* **Exercise brief**
Reproduce the material below line for line, with no changes.

— Start —

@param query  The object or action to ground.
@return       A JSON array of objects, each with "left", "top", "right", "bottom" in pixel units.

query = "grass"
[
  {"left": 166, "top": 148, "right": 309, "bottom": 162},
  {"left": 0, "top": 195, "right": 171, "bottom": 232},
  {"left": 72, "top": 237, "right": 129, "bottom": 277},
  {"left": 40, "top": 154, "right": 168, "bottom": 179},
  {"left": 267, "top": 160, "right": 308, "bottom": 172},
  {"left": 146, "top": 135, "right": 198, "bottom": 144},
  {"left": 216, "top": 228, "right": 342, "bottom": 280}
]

— End —

* **Output below**
@param query  The object or action to ground.
@return       A JSON array of objects, each with "left", "top", "right", "bottom" in pixel units.

query = "grass"
[
  {"left": 166, "top": 148, "right": 309, "bottom": 162},
  {"left": 0, "top": 195, "right": 171, "bottom": 232},
  {"left": 72, "top": 237, "right": 129, "bottom": 277},
  {"left": 40, "top": 154, "right": 168, "bottom": 179},
  {"left": 267, "top": 160, "right": 308, "bottom": 172},
  {"left": 146, "top": 135, "right": 198, "bottom": 144},
  {"left": 216, "top": 228, "right": 342, "bottom": 280}
]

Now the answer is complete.